» **TO DO**: Go through the records and copy each line where the string "object" occurs.

(DATA SECTION Opens)

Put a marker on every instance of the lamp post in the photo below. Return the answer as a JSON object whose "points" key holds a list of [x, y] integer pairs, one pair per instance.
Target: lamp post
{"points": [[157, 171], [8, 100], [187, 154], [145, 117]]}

(DATA SECTION Closes)
(DATA SECTION Opens)

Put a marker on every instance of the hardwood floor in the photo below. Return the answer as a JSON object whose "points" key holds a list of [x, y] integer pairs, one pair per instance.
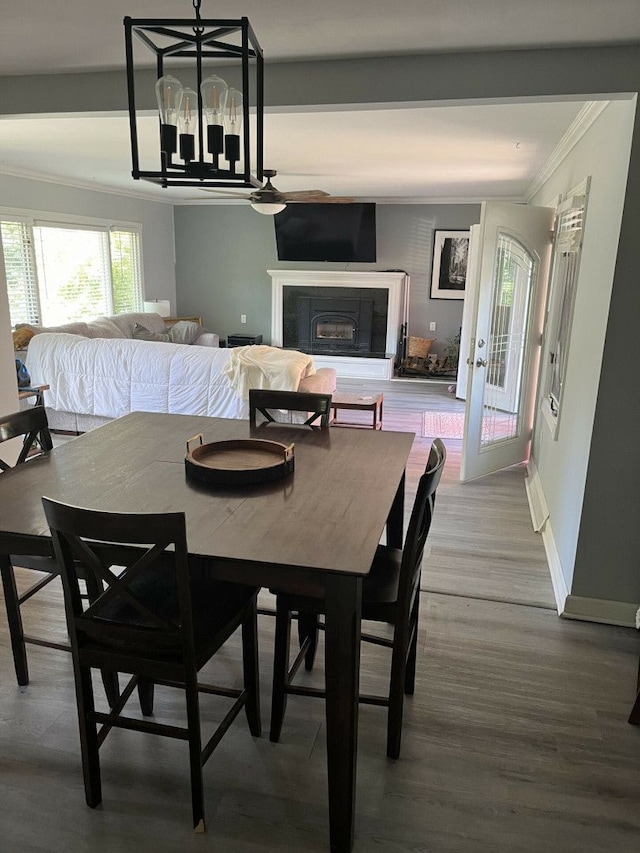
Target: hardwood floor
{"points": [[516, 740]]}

(DATA SECTION Closes)

» **EXERCISE OUTPUT**:
Put a marker on every instance of the lamp post in the photo below. Return the answer as a JSON object whose "points" key holds a list of [x, y] integer pairs, one pair per instance.
Put a marker on every instance of the hardwood floor in the photo below. Return the answer as a JSON object whose "points" key holds a list of [x, y] integer pairs, one pair per instance.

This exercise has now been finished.